# Consigne 1:
Cite mot pour mot le passage du texte sur le franc suisse qui va de « Parmi toutes les » jusqu'à « les autres pays. ».
# Consigne 2:
Dans le texte sur le franc suisse, présente sous forme de liste le paragraphe qui commence par « Lundi dernier, la chaîne Coop » en gardant ses faits principaux.
# Consigne 3:
Prolonge le texte sur le franc suisse en reprenant après sa dernière phrase.

# Extrait du texte:

Parmi toutes les croyances
économiques largement répandues et ô combien erronées se trouve la notion
absurde qu’une baisse des prix à la consommation est mauvaise pour l’économie,
et que tout doit être fait pour la combattre.
La récente décision
relative au franc suisse a fixé les projecteurs sur cette question. Dimanche
dernier, j’écrivais par exemple ceci dans Swiss Peg Removal: Did Anyone Win?
S’il est
un grand perdant dans tout cela, c’est bien l’industrie du tourisme. Les prix
des hôtels ont gagné jusqu’à 40% en Suisse en une seule nuit par rapport aux
prix de l’hôtellerie dans les autres pays.
Mais les
consommateurs suisses qui achètent des produits importés de France, d’Espagne
et du reste de l’Europe en bénéficient énormément.
Mais qu’est-ce
qui est le plus important ? Je suggère que ce soit le bénéfice apporté
aux consommateurs suisses, du moins dans le grand ordre des choses. Les
consommateurs ont plus d’argent à dépenser sur d’autres choses, comme les
sorties au restaurant, les hôtels et les vacances.
L’aubaine
du shopping
Un
article intitulé Soaring Franc Creates Bonanza in Swiss Stores a été
publié lundi par le Wall Street Journal, qui confirme exactement mes
prédictions :
La hausse
du franc suisse qui a soulevé tout un tollé sur les marchés financiers est
une véritable aubaine pour les magasins, où les consommateurs peuvent
soudainement obtenir des réductions sur toutes sortes de produits, depuis les
légumes jusqu’aux robes de soirée.
Lundi
dernier, la chaîne Coop, basée à Bâle, a annoncé avoir réduit le prix de plus
de 200 fruits et légumes importés depuis l’Union européenne. La chaîne, qui
est le deuxième plus gros détaillant du pays après Migros, a également
annoncé de potentielles baisses de prix pour le poisson, le poulet et le
fromage.
Coop n’est
pas le seul détaillant à se mettre à la promotion. Les magasins de meubles,
agences de voyages et boutiques de mode font aussi baisser leurs prix pour
attirer des clients.
« Pour
nous femmes au foyer, c’est une très bonne nouvelle pour nos achats de tous
les jours », a dit Anita Mueller, qui faisait son shopping lundi matin sur
Banhofstrasse, l’avenue principale de Zürich.
Même les
boutiques de luxe multiplient les promotions. La vitrine de Grieder &
Cie., un grand magasin de luxe du quartier commerçant de Zürich, était fardée
d’une pancarte indiquant aux consommateurs qu’ils pourraient désormais tirer davantage
de leur argent.
« En
raison de la hausse soudaine du franc suisse face à l’euro, et pour nous
donner le temps d’ajuster nos prix, nous offrons une réduction de 20% sur
tous nos produits qui ne sont pas déjà en réduction, et ce pour une durée
indéterminée », indiquait la pancarte.

# Données extraites:
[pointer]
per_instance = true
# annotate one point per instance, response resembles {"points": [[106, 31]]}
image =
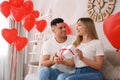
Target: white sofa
{"points": [[111, 67]]}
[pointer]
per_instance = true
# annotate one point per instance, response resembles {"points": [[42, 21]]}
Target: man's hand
{"points": [[80, 54], [57, 59]]}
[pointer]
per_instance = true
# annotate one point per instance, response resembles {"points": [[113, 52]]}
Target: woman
{"points": [[89, 58]]}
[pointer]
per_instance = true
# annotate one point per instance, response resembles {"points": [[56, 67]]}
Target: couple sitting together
{"points": [[81, 59]]}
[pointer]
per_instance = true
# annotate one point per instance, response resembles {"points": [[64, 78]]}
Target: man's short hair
{"points": [[56, 20]]}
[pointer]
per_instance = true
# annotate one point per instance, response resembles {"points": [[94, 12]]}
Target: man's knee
{"points": [[44, 70], [62, 76]]}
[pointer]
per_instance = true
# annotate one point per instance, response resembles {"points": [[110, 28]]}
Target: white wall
{"points": [[70, 11]]}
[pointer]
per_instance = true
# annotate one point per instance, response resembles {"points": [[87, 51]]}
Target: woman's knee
{"points": [[62, 76], [44, 70]]}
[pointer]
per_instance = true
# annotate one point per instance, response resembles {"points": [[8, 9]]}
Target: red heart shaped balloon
{"points": [[40, 25], [28, 6], [16, 3], [5, 8], [28, 22], [35, 13], [10, 35], [68, 30], [20, 43], [17, 13], [111, 28]]}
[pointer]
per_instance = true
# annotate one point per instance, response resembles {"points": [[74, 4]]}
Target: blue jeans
{"points": [[47, 73], [85, 73]]}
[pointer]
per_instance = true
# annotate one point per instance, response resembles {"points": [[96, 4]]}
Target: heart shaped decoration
{"points": [[111, 29], [20, 43], [10, 35], [40, 25]]}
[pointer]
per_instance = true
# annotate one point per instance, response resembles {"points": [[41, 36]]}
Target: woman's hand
{"points": [[80, 54]]}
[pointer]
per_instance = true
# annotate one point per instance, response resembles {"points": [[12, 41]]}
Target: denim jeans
{"points": [[85, 73], [47, 73]]}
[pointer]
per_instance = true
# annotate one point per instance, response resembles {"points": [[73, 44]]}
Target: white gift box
{"points": [[67, 52]]}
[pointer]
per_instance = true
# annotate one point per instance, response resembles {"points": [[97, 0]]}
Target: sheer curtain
{"points": [[11, 61], [16, 58], [4, 23]]}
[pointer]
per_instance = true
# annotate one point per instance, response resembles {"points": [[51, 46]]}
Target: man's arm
{"points": [[46, 61]]}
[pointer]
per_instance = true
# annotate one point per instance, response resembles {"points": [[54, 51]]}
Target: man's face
{"points": [[60, 30]]}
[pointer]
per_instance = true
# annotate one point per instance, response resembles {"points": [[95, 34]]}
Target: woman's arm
{"points": [[46, 61], [97, 64]]}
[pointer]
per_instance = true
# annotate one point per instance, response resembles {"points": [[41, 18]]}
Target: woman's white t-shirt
{"points": [[51, 46], [90, 50]]}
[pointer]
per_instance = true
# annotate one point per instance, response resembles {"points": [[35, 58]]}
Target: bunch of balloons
{"points": [[21, 10]]}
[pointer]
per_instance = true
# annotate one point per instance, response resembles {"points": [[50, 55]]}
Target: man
{"points": [[52, 65]]}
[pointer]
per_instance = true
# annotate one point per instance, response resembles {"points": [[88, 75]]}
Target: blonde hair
{"points": [[91, 31]]}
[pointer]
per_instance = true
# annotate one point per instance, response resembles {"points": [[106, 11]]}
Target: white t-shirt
{"points": [[51, 46], [90, 50]]}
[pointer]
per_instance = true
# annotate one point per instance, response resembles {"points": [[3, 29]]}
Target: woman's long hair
{"points": [[91, 31]]}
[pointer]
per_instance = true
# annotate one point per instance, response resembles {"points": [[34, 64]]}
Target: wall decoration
{"points": [[99, 10]]}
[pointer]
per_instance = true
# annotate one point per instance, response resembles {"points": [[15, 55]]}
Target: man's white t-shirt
{"points": [[51, 46], [90, 50]]}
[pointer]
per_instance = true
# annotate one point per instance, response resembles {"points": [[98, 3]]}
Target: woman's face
{"points": [[81, 28]]}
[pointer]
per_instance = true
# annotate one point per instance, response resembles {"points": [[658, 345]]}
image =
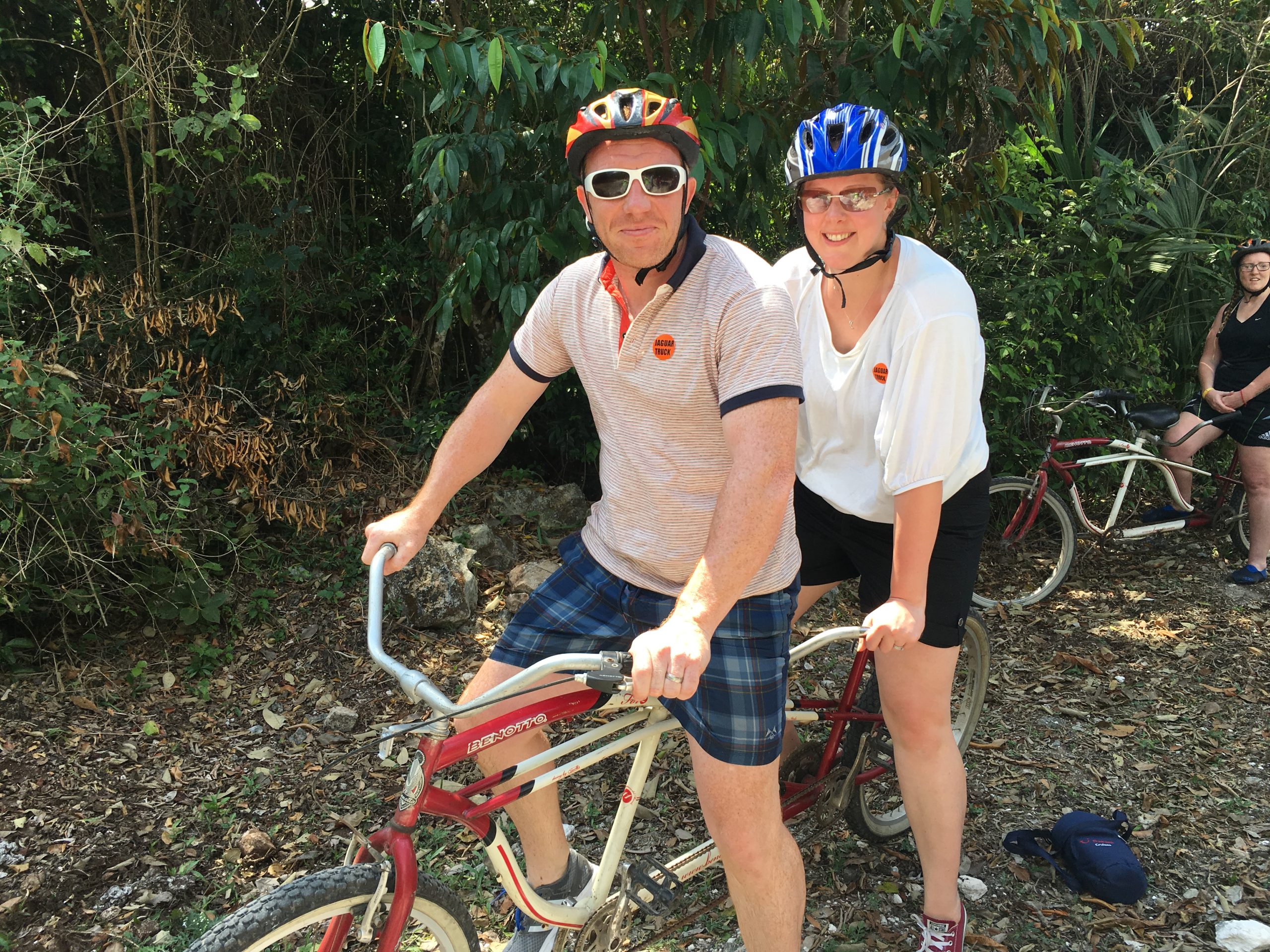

# Réponse 1:
Parmi toutes les croyances
économiques largement répandues et ô combien erronées se trouve la notion
absurde qu’une baisse des prix à la consommation est mauvaise pour l’économie,
et que tout doit être fait pour la combattre.
La récente décision
relative au franc suisse a fixé les projecteurs sur cette question. Dimanche
dernier, j’écrivais par exemple ceci dans Swiss Peg Removal: Did Anyone Win?
S’il est
un grand perdant dans tout cela, c’est bien l’industrie du tourisme. Les prix
des hôtels ont gagné jusqu’à 40% en Suisse en une seule nuit par rapport aux
prix de l’hôtellerie dans les autres pays.

# Réponse 2:
- Lundi dernier, la chaîne Coop, basée à Bâle, a annoncé avoir baissé le prix de plus de 200 fruits et légumes importés de l'Union européenne.
- Coop est le deuxième plus gros détaillant de Suisse, après Migros.
- La chaîne a aussi annoncé de possibles baisses de prix pour le poisson, le poulet et le fromage.

# Réponse 3:
Les
consommateurs suisses ont aussi pu tirer profit de la hausse de leur pouvoir
d’achat en se rendant en Allemagne. BVB, l’organisme responsable du transport
à Bâle, a multiplié le nombre de trams en partance pour la ville frontalière
de Weil am Rhein pour accommoder les chasseurs de bonnes affaires qui cherchent
à tirer le plus de bénéfices possibles de leurs francs suisses.
TUI
Suisse, l’un des plus gros organisateurs de voyages en Suisse, a réduit ses
prix de 15% sur les voyages tout compris à destination des plages de la Méditerranée.
Leurs voyages en Grèce, en Espagne, en Turquie, en Italie et au Portugal sont
tous inclus dans cette promotion, qui a été surnommée « remise euro ».
TUI Suisse, qui a des succursales dans de nombreux centres commerciaux du
pays, a également baissé le prix de ses voyages au Maroc et en Egypte pour
tout l’été.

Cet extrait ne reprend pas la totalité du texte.